* Problem description
Quote word for word from the line holding "TARGET: whole yellow" to the last line below, including both, and omit any pictures.

* Exercise data
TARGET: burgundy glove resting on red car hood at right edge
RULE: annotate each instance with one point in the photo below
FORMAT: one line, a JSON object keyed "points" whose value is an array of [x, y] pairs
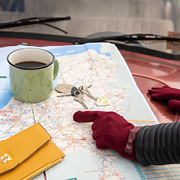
{"points": [[172, 95]]}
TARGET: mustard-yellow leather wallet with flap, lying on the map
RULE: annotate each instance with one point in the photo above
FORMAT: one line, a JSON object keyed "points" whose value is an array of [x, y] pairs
{"points": [[27, 154]]}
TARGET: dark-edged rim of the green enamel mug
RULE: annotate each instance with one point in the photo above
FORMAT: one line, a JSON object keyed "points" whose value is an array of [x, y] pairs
{"points": [[31, 68]]}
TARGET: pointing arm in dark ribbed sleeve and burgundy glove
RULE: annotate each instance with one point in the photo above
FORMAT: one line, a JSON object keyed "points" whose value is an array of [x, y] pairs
{"points": [[149, 145]]}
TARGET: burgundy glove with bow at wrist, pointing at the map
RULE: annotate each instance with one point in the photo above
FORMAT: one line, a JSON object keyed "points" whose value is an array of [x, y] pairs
{"points": [[110, 130]]}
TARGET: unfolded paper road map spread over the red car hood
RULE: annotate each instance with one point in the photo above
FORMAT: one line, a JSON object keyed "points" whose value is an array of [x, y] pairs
{"points": [[102, 66]]}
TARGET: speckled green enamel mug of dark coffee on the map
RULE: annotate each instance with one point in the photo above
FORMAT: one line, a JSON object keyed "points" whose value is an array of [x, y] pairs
{"points": [[31, 72]]}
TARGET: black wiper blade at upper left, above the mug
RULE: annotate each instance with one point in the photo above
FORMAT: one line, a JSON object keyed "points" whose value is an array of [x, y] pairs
{"points": [[32, 20]]}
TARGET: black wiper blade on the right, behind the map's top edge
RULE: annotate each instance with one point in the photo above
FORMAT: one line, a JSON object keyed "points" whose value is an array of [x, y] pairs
{"points": [[127, 38]]}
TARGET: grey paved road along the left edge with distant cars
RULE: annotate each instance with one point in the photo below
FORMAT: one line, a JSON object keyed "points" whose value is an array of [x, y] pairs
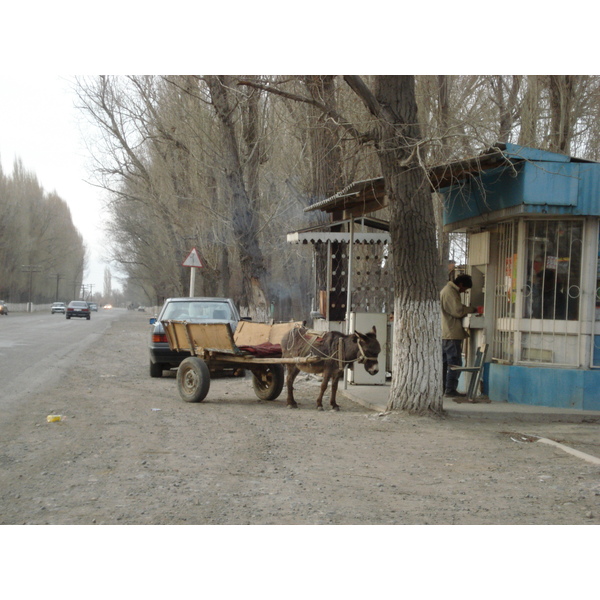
{"points": [[36, 349]]}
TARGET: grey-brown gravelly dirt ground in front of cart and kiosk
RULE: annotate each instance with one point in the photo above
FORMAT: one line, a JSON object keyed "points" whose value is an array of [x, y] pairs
{"points": [[128, 450]]}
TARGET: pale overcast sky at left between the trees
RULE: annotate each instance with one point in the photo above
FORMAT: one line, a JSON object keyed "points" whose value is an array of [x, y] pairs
{"points": [[40, 125]]}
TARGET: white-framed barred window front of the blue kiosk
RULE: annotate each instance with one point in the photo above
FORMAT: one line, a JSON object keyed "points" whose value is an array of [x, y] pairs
{"points": [[537, 302]]}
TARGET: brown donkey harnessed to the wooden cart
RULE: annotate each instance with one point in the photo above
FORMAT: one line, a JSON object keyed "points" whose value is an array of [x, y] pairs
{"points": [[356, 347]]}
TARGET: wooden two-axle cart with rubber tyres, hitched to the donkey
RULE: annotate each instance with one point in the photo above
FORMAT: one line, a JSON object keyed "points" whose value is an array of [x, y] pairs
{"points": [[213, 346]]}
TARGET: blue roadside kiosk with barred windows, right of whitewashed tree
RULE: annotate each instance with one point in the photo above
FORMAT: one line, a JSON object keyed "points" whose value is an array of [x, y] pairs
{"points": [[532, 223]]}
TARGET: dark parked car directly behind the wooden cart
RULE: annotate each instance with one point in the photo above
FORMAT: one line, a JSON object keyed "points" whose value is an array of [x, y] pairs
{"points": [[194, 310]]}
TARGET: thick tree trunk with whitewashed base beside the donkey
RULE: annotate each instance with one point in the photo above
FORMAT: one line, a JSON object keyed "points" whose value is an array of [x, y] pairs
{"points": [[416, 372]]}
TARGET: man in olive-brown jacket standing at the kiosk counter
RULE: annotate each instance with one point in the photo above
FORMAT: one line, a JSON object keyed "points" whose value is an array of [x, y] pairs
{"points": [[453, 333]]}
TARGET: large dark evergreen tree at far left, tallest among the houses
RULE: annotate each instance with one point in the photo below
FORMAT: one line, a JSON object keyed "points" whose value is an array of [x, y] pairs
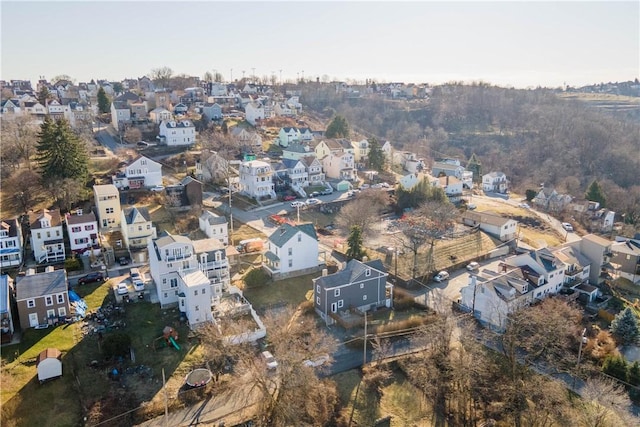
{"points": [[60, 153]]}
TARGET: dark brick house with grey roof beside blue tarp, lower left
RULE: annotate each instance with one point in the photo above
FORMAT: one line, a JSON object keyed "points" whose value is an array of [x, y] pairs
{"points": [[42, 297]]}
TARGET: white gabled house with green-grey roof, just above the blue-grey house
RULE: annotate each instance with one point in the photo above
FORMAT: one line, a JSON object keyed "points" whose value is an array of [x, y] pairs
{"points": [[292, 250]]}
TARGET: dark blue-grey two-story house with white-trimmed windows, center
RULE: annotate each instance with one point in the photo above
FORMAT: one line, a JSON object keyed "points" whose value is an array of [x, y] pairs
{"points": [[359, 286]]}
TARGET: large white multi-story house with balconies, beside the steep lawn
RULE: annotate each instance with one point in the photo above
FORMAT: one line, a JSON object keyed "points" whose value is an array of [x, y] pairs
{"points": [[190, 279]]}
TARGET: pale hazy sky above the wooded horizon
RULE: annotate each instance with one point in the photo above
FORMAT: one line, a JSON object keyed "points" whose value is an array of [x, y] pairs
{"points": [[515, 44]]}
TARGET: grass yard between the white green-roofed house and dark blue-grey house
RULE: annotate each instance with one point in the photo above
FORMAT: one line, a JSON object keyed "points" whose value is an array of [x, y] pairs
{"points": [[291, 291]]}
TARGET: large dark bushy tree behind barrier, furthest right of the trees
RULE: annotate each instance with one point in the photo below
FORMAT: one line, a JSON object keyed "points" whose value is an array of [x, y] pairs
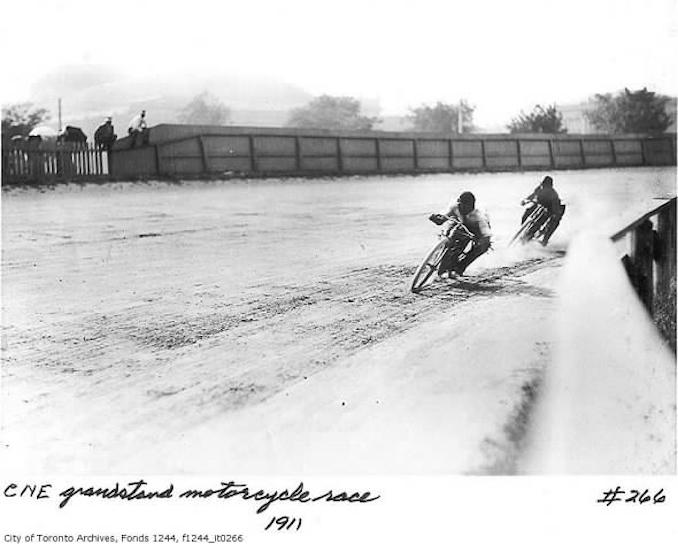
{"points": [[630, 112]]}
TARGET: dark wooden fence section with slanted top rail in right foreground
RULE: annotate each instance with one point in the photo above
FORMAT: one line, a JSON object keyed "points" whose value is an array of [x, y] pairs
{"points": [[651, 263]]}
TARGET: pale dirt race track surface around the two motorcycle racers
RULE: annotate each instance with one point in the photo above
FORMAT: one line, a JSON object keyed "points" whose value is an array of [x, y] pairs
{"points": [[139, 318]]}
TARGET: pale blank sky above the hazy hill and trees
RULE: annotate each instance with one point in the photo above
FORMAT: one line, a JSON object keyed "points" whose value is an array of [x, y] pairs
{"points": [[503, 56]]}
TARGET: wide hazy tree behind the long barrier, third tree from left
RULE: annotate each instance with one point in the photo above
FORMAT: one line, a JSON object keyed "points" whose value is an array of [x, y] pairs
{"points": [[331, 112]]}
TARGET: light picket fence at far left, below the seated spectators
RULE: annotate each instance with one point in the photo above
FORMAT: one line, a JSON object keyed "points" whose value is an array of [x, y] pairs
{"points": [[47, 162]]}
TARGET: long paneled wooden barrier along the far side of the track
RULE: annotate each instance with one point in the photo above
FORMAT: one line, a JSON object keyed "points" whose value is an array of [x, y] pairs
{"points": [[193, 151]]}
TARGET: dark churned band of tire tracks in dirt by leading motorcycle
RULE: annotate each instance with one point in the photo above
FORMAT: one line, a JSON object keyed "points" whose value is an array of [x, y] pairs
{"points": [[228, 352]]}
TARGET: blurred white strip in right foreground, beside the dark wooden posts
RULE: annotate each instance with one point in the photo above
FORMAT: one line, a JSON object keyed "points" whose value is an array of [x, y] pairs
{"points": [[607, 400]]}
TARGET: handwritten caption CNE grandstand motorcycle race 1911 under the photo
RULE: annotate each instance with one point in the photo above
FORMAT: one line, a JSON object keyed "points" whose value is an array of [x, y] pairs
{"points": [[139, 490]]}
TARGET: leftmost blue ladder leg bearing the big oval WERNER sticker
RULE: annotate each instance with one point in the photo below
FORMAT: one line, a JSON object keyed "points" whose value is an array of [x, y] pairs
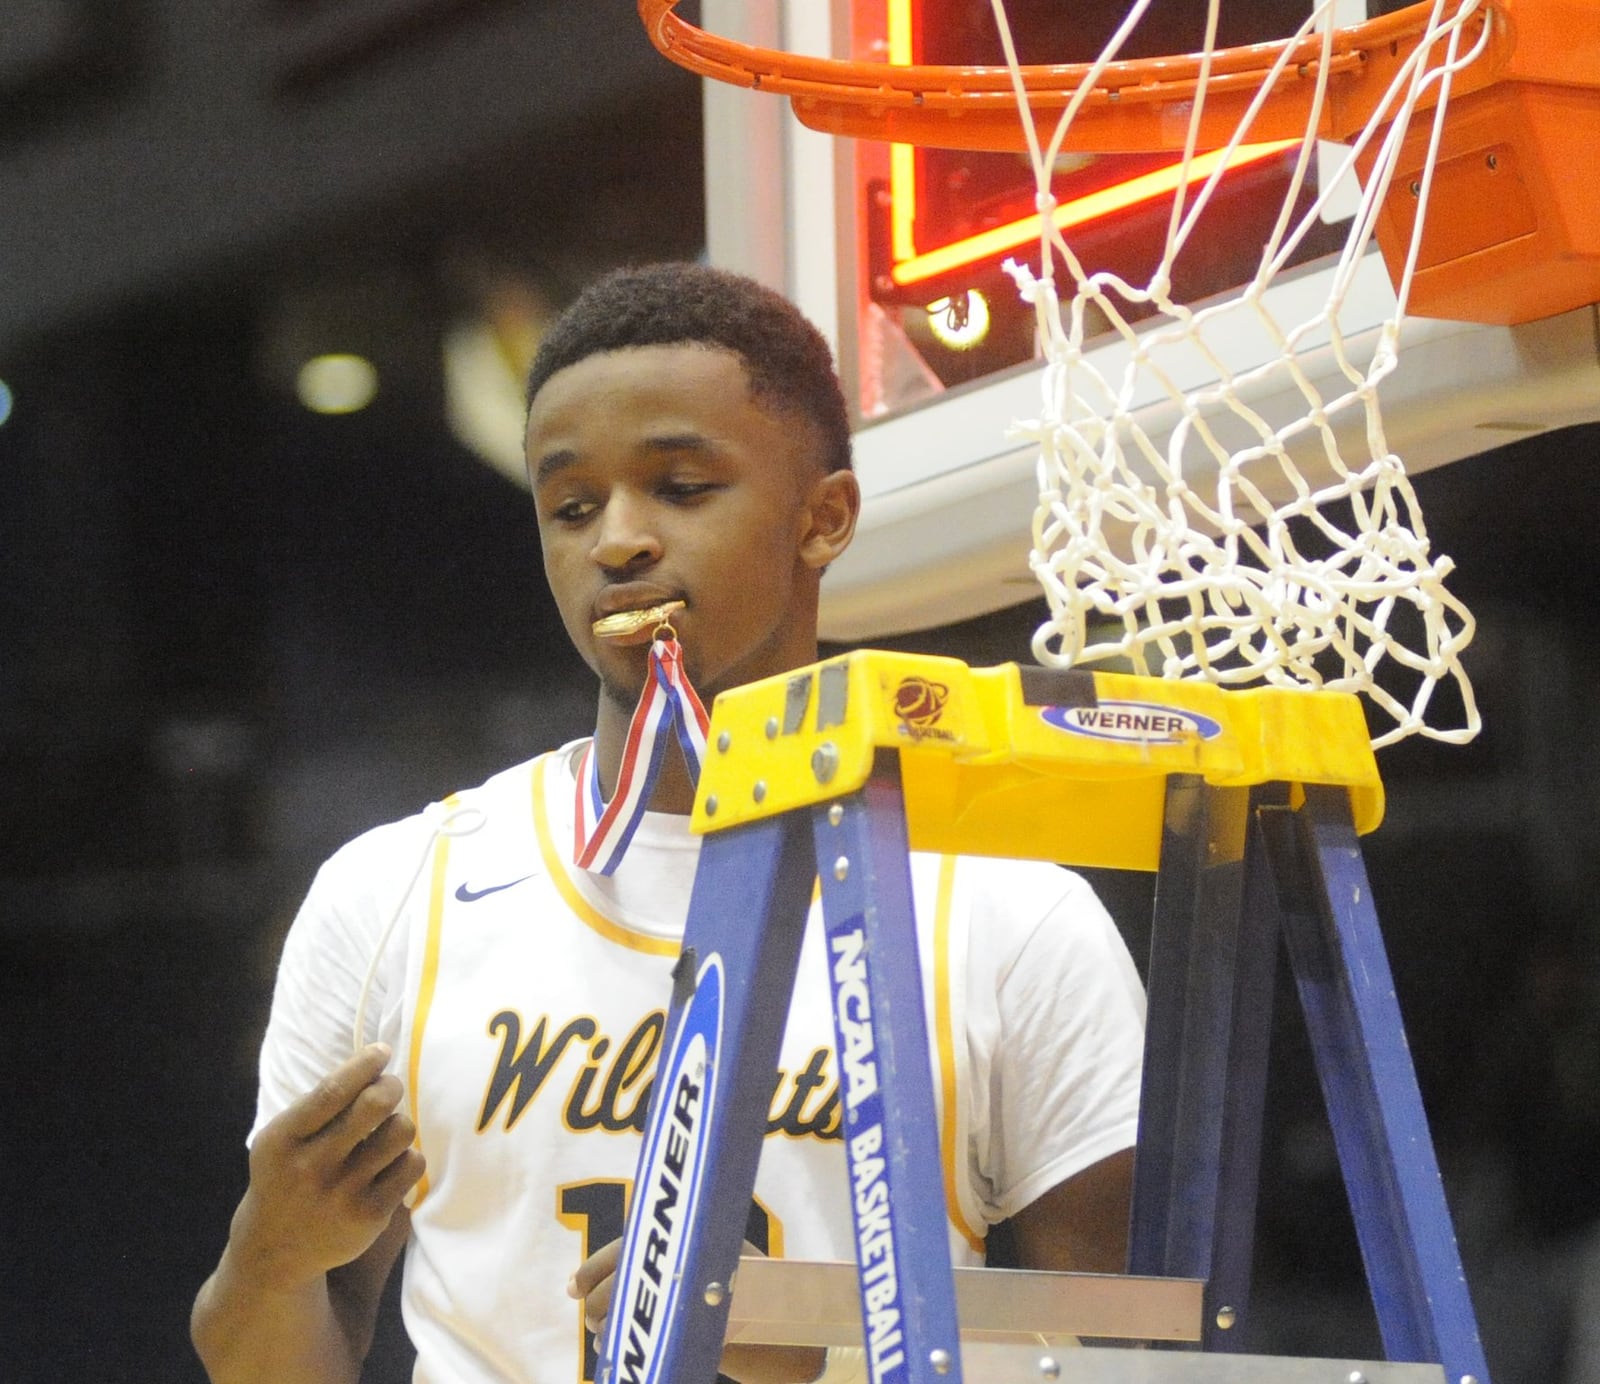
{"points": [[710, 1105]]}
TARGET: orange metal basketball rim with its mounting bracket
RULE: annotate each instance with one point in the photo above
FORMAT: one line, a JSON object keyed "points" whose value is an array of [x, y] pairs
{"points": [[1513, 234]]}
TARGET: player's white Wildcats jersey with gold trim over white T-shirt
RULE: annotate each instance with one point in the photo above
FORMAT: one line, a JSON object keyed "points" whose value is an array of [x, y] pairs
{"points": [[524, 1001]]}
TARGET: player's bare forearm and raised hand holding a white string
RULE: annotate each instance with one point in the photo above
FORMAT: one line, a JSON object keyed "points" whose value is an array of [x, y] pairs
{"points": [[295, 1297]]}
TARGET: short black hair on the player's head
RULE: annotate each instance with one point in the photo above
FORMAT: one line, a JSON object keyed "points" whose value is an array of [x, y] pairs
{"points": [[670, 305]]}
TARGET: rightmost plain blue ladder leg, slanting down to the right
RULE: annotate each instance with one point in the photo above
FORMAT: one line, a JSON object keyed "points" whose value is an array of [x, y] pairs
{"points": [[1370, 1089]]}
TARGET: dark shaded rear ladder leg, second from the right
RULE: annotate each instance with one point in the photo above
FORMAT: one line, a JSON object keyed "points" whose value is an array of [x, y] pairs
{"points": [[1210, 1010]]}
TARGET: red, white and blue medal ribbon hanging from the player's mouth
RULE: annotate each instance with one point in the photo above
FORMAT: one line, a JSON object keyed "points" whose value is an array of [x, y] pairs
{"points": [[668, 710]]}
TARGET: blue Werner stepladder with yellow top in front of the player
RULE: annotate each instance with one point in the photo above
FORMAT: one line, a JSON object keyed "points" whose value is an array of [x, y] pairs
{"points": [[1249, 806]]}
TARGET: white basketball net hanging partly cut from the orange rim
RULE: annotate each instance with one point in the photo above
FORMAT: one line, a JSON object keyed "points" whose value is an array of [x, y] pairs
{"points": [[1188, 559]]}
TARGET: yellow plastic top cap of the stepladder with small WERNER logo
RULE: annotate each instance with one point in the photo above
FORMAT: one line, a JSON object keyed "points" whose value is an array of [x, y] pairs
{"points": [[1030, 764]]}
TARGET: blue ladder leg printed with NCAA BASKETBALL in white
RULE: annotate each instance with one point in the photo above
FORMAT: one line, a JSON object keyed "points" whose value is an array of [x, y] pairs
{"points": [[892, 1138]]}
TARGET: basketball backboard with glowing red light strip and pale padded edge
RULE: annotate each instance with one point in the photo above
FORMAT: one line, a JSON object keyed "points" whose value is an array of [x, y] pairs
{"points": [[876, 242]]}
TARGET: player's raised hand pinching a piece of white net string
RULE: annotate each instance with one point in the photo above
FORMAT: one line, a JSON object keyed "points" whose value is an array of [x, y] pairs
{"points": [[329, 1174]]}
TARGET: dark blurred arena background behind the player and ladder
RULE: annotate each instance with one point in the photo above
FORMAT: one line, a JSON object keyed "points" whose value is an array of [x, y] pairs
{"points": [[246, 615]]}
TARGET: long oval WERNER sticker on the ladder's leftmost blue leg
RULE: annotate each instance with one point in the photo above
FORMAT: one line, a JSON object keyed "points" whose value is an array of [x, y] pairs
{"points": [[666, 1191]]}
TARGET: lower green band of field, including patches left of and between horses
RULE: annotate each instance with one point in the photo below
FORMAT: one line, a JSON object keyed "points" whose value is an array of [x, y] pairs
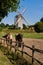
{"points": [[26, 35]]}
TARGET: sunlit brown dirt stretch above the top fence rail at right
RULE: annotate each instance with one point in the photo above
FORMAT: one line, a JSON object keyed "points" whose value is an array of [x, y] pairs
{"points": [[37, 42]]}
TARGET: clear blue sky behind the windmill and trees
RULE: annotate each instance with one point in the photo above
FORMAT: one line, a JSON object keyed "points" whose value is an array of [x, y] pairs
{"points": [[33, 13]]}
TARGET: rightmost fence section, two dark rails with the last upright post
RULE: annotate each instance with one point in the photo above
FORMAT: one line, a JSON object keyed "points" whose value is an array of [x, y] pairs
{"points": [[33, 51]]}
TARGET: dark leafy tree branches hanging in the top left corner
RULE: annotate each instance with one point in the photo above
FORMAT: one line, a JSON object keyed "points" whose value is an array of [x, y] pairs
{"points": [[8, 6]]}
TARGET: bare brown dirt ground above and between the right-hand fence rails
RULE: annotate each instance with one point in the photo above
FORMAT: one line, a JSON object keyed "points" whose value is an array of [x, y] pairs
{"points": [[38, 43]]}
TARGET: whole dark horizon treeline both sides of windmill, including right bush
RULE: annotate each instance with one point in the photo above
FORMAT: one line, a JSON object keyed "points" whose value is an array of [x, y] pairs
{"points": [[38, 27]]}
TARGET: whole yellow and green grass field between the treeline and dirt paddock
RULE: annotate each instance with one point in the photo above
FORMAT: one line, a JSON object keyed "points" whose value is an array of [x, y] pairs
{"points": [[25, 33]]}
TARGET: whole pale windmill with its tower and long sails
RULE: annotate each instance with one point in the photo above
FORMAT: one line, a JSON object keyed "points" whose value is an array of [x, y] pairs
{"points": [[18, 23]]}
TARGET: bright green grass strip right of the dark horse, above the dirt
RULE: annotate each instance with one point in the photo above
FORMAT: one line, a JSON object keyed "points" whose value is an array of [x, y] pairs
{"points": [[33, 35]]}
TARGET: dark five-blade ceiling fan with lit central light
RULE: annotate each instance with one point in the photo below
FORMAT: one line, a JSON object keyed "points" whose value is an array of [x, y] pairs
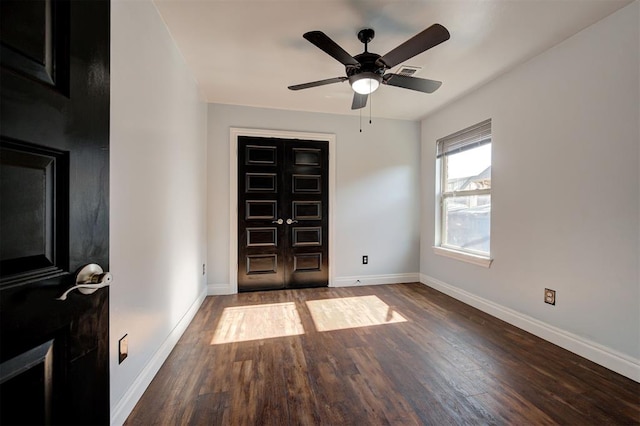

* Reply to the exercise
TARGET: whole yellow and green grass field between the treeline and dirt paddock
RULE: annotate each instance with one point in the photo above
FORMAT: one line, a JSON object keyed "points" whose value is an array of [x, y] pairs
{"points": [[25, 33]]}
TARGET: whole pale windmill with its tower and long sails
RULE: annotate each instance with one point in the photo above
FORMAT: one line, a JSON object keyed "points" whose value is an array of [x, y] pairs
{"points": [[18, 23]]}
TARGET: bright green grass strip right of the dark horse, above the dirt
RULE: annotate each instance with one point in the photo above
FORMAT: one line, a JSON object keyed "points" whose value is an array of [x, y] pairs
{"points": [[33, 35]]}
TARGET: dark five-blade ceiling fan with lit central light
RULE: annotate each instance with one point in the photo below
FORMAT: one line, a JSON object keyed "points" whose value is an array of [x, y] pairs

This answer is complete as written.